Rewrite each line of the entries below as one string in a JSON list, skipping any blank lines.

▬▬▬▬▬▬

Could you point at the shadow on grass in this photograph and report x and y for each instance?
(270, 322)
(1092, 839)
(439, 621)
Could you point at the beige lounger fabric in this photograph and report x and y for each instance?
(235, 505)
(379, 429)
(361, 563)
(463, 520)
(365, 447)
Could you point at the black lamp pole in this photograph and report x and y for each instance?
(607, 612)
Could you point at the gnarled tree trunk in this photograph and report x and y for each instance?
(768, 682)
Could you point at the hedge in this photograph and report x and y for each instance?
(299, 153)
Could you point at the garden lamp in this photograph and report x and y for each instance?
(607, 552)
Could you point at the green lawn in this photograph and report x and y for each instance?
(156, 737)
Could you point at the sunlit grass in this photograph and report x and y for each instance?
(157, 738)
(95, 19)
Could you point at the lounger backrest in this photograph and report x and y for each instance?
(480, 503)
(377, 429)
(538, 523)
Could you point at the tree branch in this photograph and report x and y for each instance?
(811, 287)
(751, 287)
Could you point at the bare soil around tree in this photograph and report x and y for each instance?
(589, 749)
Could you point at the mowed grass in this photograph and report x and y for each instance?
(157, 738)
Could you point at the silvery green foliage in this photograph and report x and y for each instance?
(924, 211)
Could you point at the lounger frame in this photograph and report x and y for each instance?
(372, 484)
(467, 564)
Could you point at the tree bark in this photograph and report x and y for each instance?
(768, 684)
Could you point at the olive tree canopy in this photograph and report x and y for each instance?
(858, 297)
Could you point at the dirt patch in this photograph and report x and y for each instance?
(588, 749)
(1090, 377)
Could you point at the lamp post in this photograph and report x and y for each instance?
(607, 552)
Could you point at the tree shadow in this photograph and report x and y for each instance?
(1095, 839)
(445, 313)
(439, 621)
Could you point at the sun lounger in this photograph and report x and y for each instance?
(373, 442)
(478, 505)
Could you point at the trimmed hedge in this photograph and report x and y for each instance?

▬▬▬▬▬▬

== WRITTEN RESPONSE ==
[
  "Could you point at the shadow on grass in this photograph and report x and y for each instance?",
  "(270, 322)",
  "(1092, 839)",
  "(439, 621)",
  "Could you point at the beige lounger fabric in this photograph and report x and y for each instance?",
  "(235, 505)",
  "(379, 429)",
  "(361, 563)",
  "(463, 520)",
  "(365, 447)",
  "Could you point at the black lamp pole in this photograph and report x and y for each instance?",
  "(607, 612)",
  "Could you point at the gnarled tree trunk in this photograph and report x and y for each instance?",
  "(768, 682)",
  "Could you point at the hedge in this photograph and report x and y for each instance?",
  "(299, 153)",
  "Could you point at the garden lamp in this photograph and report x and y for each instance?",
  "(607, 552)",
  "Could you point at the green lawn in this photograph and report x and y for each instance?",
  "(156, 737)",
  "Could you point at the sunlit grass in this photograph and report x and y for each instance?",
  "(157, 738)",
  "(95, 19)",
  "Could you point at the lounger backrest in this photograph and report x and y for each instance?",
  "(480, 503)",
  "(377, 429)",
  "(538, 523)",
  "Could you point at the tree branch in this photograph and report x and y for each instance?",
  "(811, 287)",
  "(751, 287)",
  "Could you point at the bare soil around tree in this photograph and report x and y for each instance?",
  "(589, 749)",
  "Could you point at the mowed grass in this photograph and report x and y for each instance?",
  "(157, 738)",
  "Could you point at the silvery green foliage in this photograph and report x and y for each instance?",
  "(924, 211)",
  "Could you point at the lounger frame in this photograph and report x and y for each instance?",
  "(372, 484)",
  "(467, 564)",
  "Could you point at the tree bark in this photograph and report x and y for each instance?",
  "(768, 684)",
  "Could you point at the olive tree canopy in this photograph and report x and y for each instance?",
  "(858, 297)",
  "Could you point at the dirt patch in this photograph and report x and y for each instance?",
  "(588, 749)",
  "(1090, 377)",
  "Could you point at the lamp post in this photograph and report x and y for each instance?",
  "(607, 552)",
  "Could you point at the tree shadow in this photograph and report x and y for each instance?",
  "(1095, 839)",
  "(445, 313)",
  "(439, 621)",
  "Could you point at the sun lounger in this photograph and report x and y for each instance?",
  "(373, 442)",
  "(478, 505)",
  "Could you point at the trimmed hedge in this photograph and report x and y for each instance?"
]